*Document extract*.
______________________________
I can relate to the remind them once, but they still do not get it scenario.  In the hospital the nurses either refer to the crews as ambulance drivers or as paramedics.  Although it seems to usually be calling the drivers/EMTs paramedics, and calling the legit medics ambulance drivers.  Maybe our neighbors to the north got it right when they said... hmmm... maybe we should just call them all the same thing.  We call LPNs, RNs, and APRNs a nurse... maybe we should call EMT, AEMT, and Paramedic all ambulance drivers!  Then there will be less confusion.   j/kn. We should just have paramedics and be done with it


----------



## WuLabsWuTecH (Jul 22, 2009)

I second the motion of a generic term to cover all 3 and then specialized terms as needed.  can we all be "medics" and just call ourselves EMT-B's, EMT-I's, Paramedics when dealing with other professionals?  As someone already pointed out, in spanish there is only one word!

ditto in Taiwanese.


----------



## timmy84 (Jul 22, 2009)

WuLabsWuTecH said:


> As someone already pointed out, in spanish there is only one word!
> 
> ditto in Taiwanese.



And in Canadian.... eh!


----------



## Scout (Jul 22, 2009)

In some places it is understood that a medic is a nurse/doc, normal a Doctor.

Paramedic, being like a medic is the traditional EMS Responder/Practitioner.


I honestly don't think that many people outside of the profession care. Its too confusing


----------



## Ridryder911 (Jul 22, 2009)

WuLabsWuTecH said:


> I second the motion of a generic term to cover all 3 and then specialized terms as needed.  can we all be "medics" and just call ourselves EMT-B's, EMT-I's, Paramedics when dealing with other professionals?  As someone already pointed out, in spanish there is only one word!
> 
> ditto in Taiwanese.



No. We use the term medic as being EMT and Paramedic for being a Paramedic. We have large block letters on the back of our shirts with those distinct titles. Sure, most of the public does not know but the medical community should. 

Why don't we just use First Aid for EMT's? You can see the what could be upsetting. Sorry, I am having a hard time with some of the recent graduates of EMT programs even calling themselves medics as medics should have medical training and much more than first aid. (hence the differential). 

Personally, I could care less what they call medics in Spanish, Arabic, Japanese or Dutch or how many words or syllables it takes. Maybe if I lived there and worked there, but again I don't.

R/r 911


----------



## timmy84 (Jul 22, 2009)

Ridryder911 said:


> No. We use the term medic as being EMT and Paramedic for being a Paramedic. We have large block letters on the back of our shirts with those distinct titles. Sure, most of the public does not know but the medical community should.
______________________________
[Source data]
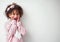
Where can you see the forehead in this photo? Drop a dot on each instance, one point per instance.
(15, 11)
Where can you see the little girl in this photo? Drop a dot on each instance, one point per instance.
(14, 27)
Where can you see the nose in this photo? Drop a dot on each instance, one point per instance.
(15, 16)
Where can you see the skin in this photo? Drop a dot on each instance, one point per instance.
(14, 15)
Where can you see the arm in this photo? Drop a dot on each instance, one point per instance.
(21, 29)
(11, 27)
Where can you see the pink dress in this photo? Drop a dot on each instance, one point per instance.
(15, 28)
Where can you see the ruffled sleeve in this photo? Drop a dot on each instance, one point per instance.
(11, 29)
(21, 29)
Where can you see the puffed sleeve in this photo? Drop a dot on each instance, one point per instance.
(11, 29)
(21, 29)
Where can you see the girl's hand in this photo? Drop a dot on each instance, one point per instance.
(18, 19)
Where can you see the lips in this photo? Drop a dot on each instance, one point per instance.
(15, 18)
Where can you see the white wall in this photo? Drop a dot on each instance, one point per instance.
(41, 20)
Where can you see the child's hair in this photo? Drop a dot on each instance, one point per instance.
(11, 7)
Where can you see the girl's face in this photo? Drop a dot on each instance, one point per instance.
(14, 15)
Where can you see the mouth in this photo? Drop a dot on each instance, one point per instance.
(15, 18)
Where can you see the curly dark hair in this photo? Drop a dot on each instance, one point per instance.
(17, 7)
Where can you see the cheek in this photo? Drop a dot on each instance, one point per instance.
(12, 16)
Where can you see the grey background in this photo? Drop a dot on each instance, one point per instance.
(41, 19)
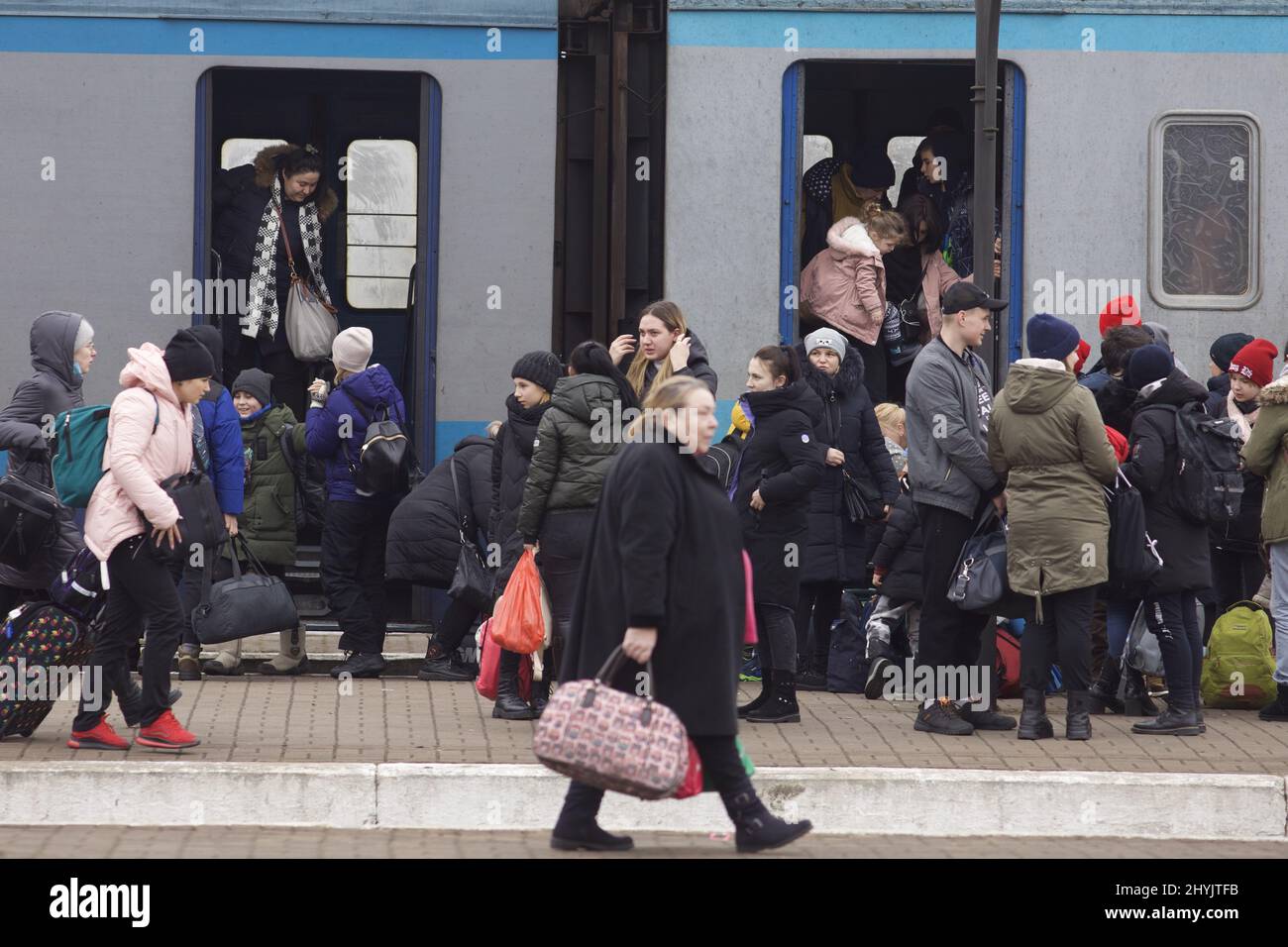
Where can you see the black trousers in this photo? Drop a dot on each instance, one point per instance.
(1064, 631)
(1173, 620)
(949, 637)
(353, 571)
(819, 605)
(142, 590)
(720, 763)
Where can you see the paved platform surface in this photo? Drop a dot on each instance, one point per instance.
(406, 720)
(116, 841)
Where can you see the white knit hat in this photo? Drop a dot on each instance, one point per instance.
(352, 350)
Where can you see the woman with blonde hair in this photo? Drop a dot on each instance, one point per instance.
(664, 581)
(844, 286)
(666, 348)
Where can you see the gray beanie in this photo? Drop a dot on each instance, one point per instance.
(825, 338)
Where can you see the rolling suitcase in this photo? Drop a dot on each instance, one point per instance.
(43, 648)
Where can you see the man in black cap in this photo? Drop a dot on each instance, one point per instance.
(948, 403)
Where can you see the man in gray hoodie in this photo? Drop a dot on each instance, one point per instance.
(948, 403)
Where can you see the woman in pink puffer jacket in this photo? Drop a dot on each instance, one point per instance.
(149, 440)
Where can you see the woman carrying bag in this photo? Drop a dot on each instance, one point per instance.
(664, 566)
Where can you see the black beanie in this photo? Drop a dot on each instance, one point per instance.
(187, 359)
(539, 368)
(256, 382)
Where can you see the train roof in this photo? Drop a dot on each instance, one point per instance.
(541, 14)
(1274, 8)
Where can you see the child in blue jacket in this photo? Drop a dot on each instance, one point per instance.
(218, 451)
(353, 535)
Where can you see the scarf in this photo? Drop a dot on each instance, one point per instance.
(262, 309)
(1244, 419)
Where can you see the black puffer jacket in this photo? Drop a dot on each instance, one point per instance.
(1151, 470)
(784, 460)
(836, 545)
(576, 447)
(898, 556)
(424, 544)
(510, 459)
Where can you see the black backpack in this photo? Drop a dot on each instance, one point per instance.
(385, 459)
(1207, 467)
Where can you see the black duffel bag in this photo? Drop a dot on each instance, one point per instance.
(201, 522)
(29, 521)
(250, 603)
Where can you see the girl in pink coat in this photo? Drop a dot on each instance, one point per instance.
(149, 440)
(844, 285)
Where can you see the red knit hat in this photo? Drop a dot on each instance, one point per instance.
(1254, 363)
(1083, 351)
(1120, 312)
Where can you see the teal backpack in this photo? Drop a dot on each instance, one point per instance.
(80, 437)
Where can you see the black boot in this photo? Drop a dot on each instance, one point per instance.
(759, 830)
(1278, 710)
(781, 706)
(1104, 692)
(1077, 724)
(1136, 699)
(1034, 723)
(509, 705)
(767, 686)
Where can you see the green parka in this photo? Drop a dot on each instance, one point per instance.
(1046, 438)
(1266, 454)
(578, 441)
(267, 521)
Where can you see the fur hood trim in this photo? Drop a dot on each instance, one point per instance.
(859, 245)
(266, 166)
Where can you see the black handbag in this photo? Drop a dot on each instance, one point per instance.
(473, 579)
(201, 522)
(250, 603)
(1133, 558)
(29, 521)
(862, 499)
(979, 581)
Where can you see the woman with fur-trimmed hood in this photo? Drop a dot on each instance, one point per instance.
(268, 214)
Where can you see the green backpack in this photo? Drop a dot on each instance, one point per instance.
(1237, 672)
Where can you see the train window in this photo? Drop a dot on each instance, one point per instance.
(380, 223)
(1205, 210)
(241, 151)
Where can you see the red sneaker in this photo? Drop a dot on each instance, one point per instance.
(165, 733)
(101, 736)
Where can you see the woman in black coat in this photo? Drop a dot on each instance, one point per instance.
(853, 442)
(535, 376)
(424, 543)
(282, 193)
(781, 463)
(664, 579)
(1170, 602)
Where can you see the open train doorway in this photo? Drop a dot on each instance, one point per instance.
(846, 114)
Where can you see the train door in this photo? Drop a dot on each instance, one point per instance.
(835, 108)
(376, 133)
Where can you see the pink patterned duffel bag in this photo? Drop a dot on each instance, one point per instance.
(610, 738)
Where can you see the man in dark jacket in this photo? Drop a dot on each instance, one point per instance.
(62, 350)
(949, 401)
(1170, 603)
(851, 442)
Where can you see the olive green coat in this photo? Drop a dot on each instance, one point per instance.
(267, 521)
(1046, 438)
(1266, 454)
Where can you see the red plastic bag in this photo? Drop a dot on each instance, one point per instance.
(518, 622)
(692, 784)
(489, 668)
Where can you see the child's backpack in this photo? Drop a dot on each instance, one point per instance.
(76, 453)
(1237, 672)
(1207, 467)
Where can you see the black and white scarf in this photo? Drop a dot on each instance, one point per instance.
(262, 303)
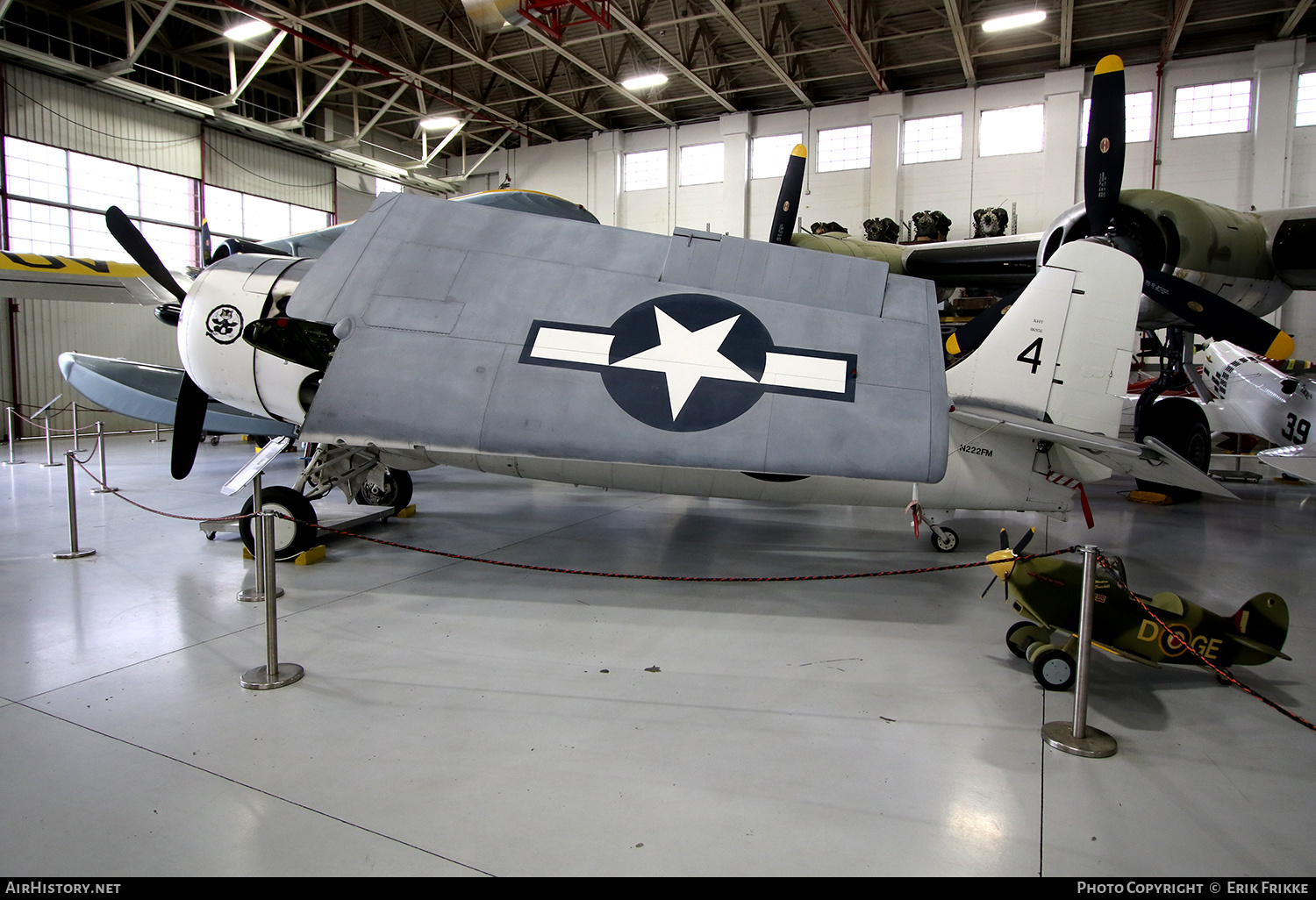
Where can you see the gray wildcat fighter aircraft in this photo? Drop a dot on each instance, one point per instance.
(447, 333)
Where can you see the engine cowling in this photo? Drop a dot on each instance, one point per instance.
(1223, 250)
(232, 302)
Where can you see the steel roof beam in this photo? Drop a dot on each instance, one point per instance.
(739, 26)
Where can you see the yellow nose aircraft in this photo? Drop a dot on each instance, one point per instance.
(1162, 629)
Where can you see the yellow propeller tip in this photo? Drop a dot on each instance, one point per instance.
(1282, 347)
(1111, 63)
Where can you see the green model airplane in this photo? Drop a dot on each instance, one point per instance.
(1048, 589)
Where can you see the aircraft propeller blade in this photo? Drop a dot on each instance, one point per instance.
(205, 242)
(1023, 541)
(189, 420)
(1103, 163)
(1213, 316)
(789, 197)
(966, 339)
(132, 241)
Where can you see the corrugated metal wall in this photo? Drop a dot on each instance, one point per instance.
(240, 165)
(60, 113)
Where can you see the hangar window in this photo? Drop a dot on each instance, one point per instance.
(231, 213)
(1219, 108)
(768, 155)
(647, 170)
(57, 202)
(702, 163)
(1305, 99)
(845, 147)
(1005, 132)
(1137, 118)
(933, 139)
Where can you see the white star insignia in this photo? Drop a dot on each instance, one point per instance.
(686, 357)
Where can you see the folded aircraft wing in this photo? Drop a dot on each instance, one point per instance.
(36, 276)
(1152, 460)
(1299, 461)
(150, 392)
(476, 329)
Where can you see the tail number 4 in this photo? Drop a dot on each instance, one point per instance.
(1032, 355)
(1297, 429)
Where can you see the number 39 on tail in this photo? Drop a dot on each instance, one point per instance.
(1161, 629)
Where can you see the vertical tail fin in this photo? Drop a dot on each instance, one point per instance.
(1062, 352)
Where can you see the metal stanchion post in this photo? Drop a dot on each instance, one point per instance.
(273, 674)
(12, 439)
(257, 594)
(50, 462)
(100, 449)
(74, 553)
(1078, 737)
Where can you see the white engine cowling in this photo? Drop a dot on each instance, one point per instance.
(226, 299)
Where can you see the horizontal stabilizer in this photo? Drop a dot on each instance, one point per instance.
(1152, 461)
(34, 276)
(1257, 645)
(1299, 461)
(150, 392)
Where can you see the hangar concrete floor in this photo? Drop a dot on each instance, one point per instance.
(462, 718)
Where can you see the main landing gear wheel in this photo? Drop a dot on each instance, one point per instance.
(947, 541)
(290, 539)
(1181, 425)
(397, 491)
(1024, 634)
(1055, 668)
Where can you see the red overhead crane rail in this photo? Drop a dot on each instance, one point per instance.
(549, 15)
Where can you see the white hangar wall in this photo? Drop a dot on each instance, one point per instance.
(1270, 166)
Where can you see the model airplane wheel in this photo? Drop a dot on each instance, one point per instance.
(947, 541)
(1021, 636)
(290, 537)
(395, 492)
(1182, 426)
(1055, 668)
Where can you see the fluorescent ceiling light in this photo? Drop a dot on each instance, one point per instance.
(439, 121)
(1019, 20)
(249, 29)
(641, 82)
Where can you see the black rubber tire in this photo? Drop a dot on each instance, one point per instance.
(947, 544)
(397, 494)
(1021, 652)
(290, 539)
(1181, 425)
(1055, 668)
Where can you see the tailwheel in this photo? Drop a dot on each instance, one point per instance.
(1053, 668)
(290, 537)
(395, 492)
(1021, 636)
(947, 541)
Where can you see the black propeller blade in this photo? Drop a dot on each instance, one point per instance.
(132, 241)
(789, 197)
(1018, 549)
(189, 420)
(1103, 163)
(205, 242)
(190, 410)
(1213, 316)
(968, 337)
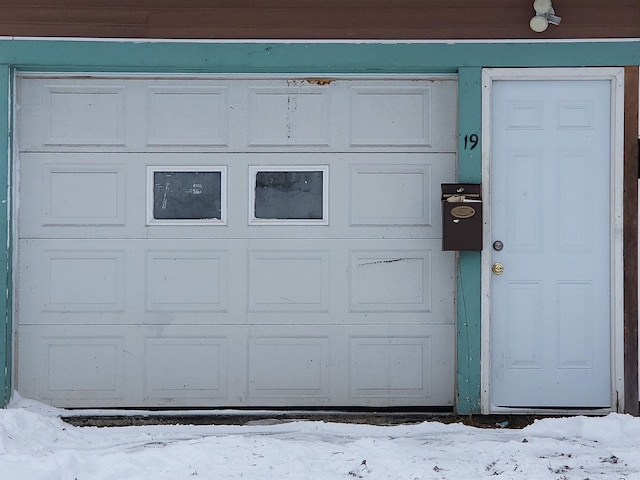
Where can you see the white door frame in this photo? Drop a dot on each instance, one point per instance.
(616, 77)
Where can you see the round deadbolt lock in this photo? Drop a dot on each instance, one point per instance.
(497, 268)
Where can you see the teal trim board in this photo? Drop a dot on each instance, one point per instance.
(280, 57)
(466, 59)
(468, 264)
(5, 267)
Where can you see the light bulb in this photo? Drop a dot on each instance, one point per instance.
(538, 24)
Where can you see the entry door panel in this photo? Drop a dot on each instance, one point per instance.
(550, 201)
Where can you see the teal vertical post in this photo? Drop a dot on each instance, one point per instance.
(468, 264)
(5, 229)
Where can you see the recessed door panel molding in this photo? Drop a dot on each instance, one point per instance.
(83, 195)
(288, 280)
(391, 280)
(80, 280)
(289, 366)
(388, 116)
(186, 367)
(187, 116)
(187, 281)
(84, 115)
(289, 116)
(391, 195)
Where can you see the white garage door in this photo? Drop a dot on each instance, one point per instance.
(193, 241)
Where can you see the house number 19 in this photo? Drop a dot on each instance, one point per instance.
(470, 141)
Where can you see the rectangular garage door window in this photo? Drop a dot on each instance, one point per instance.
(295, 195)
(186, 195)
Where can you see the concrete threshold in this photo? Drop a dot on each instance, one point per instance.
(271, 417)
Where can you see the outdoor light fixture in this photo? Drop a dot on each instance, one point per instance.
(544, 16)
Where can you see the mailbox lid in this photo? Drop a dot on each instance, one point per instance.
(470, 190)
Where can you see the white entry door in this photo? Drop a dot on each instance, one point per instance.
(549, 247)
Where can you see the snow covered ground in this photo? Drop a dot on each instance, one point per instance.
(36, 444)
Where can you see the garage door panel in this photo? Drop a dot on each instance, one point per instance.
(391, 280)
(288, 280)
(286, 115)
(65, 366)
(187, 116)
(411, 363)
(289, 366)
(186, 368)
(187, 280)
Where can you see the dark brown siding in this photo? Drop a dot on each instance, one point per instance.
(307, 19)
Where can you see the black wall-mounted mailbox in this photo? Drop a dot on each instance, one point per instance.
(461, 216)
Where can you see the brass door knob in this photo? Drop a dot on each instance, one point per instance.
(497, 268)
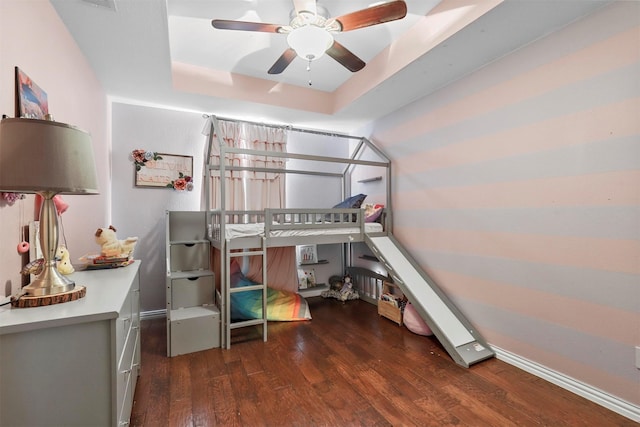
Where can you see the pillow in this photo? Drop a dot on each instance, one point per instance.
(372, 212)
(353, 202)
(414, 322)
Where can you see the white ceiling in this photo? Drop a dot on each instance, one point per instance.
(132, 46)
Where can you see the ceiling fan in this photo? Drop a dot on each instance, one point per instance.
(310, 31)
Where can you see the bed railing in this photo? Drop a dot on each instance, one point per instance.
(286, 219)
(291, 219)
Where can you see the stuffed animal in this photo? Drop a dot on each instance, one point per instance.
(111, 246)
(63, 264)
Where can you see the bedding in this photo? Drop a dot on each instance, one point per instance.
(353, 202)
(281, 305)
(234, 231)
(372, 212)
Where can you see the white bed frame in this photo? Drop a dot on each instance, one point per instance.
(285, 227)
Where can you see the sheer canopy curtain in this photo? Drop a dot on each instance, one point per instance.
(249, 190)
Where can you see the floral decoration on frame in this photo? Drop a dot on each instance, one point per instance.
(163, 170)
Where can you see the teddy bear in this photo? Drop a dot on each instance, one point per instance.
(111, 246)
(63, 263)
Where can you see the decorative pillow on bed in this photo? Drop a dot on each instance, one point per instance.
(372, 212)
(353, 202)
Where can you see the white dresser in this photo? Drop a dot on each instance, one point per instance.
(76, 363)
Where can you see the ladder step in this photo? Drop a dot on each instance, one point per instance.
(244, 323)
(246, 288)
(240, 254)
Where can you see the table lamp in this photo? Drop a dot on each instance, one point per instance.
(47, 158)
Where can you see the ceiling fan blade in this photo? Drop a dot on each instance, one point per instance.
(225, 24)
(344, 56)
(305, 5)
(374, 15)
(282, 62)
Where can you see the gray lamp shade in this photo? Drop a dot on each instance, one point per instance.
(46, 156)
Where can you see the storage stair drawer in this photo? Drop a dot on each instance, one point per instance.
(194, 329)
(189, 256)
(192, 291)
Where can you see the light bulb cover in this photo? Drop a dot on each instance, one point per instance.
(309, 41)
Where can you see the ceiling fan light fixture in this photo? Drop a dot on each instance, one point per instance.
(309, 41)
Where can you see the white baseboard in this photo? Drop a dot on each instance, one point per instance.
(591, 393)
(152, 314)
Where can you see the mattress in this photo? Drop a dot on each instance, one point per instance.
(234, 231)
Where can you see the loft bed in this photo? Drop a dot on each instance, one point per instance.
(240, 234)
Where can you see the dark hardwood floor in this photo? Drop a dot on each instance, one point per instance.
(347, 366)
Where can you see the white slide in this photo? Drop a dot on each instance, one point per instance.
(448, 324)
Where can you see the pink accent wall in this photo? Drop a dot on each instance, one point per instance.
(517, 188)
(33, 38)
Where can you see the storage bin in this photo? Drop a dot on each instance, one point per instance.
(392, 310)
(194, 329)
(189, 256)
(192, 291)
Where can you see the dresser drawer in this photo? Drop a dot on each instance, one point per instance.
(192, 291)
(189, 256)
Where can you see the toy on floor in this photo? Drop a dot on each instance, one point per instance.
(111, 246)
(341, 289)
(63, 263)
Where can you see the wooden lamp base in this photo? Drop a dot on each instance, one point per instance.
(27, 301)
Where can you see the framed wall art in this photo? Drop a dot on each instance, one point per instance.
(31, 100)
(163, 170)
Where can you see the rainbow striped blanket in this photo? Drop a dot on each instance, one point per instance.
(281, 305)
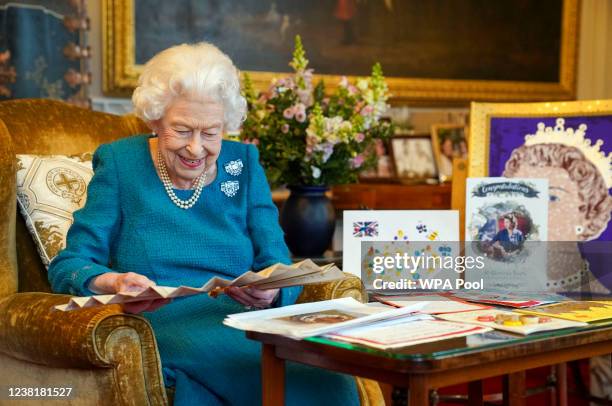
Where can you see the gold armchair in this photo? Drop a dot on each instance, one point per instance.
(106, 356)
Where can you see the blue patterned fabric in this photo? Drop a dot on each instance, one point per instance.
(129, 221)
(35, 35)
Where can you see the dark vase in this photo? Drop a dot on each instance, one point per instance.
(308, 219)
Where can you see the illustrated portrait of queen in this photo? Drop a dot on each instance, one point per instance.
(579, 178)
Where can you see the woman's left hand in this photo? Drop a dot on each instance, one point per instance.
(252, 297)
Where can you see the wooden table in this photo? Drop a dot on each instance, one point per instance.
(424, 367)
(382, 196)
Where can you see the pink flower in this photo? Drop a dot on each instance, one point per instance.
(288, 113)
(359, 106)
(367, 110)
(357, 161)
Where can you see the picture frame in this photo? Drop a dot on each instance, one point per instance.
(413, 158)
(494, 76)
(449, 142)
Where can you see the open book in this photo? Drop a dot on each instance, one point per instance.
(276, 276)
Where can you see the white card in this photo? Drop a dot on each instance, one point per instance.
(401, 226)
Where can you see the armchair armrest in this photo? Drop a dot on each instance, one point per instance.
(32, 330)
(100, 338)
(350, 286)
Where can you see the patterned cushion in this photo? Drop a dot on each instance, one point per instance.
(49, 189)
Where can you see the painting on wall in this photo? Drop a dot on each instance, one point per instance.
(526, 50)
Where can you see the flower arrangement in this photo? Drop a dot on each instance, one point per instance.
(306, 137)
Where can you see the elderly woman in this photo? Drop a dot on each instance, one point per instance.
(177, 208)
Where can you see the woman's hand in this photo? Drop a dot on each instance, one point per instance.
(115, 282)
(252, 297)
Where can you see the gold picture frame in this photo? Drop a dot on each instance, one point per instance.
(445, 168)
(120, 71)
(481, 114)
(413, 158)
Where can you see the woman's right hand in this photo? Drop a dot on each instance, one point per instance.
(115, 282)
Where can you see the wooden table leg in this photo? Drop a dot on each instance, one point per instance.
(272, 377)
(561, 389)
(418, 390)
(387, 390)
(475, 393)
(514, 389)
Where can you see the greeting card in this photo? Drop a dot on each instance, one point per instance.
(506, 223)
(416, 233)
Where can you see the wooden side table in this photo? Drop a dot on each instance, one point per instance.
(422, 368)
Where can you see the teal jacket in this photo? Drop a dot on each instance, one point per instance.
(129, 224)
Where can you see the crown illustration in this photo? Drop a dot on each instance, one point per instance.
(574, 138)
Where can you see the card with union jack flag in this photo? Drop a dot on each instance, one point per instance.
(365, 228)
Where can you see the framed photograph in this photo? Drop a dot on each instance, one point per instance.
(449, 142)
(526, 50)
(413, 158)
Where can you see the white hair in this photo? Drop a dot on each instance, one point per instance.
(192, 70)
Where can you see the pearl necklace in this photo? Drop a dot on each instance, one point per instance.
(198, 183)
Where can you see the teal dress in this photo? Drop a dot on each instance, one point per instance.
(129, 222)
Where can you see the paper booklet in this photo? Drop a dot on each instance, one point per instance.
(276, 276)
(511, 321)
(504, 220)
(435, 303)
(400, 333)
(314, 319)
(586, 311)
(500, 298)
______________________________
*Exercise A*.
Answer these questions about the forum thread on EMS titles:
(i) According to the first post, what do hospital nurses usually call the legit medics?
(ii) Besides Spanish, which language does WuLabsWuTecH say has only one word?
(iii) What does Ridryder911 say is on the back of their shirts?
*Exercise B*.
Duplicate the passage of the forum thread on EMS titles from "Personally, I could" to "again I don't.".
*Exercise C*.
Pick up the forum thread on EMS titles from its last line and continue writing it.
The items are material separate from the forum thread on EMS titles.

*Response box A*.
(i) Ambulance drivers.
(ii) Taiwanese.
(iii) Large block letters with the distinct titles.

*Response box B*.
Personally, I could care less what they call medics in Spanish, Arabic, Japanese or Dutch or how many words or syllables it takes. Maybe if I lived there and worked there, but again I don't.

*Response box C*.
> 
> R/r 911



I tend to agree with this idea, for the public's benefit at least.  Maybe one day there will be only paramedics and paramedic students on the rigs.  Though I am sure the floor nurses will still call them ambulance drivers.


----------



## LIFEGUARDAVIDAS (Jul 22, 2009)

In reply to:

_"Also in Texas when dealing with Spanish speaking only there is no term for EMT unless you read them a 200 page book. So many use the Spanish for Paramedic and add the Spanish for basic or intermediate. They are not saying they are above their level just using terms that the patients can understand."_

Spanish translation for EMT (in order to avoid mistranslations and therefore claiming to be a paramedic when being an EMT-B or I).

EMT --> Emergency Medical Technician = Tecnico Medico de Emergencia

EMT-B = Tecnico Medico de Emergencia Basico
EMT-I = Tecnico Medico de Emergencia Intermedio
EMT-P = Tecnico Medico de Emergencia Paramedico
EMT-T = Tecnico Medico de Emergencia Tactico

Back to the original issue, it is annoying to find people either impersonating (on purpose) an emergency worker or wearing clothing that may lead the general public to believe they are emergency workers (just for fun).

As professional lifeguards we encounter situations like that very often. In many souvenir / gift shops in coastal municipalities in the US shirts and sweatshirts with LIFEGUARD (and the name of the town / city) lettering are sold to the public. Usually, real uniforms include embroided patches and a difference is clear between the real LGs and the wannabes. The difference is less evident at pools and waterparks. 

Sadly, most of the cases where people wear clothing that describe a certain emergency service worker title can not be considered an attempt to impersonate an emergency worker. NYC would then be full of arrest cases due to all the locals and tourists wearing FDNY/NYPD/PAPD logos / motives.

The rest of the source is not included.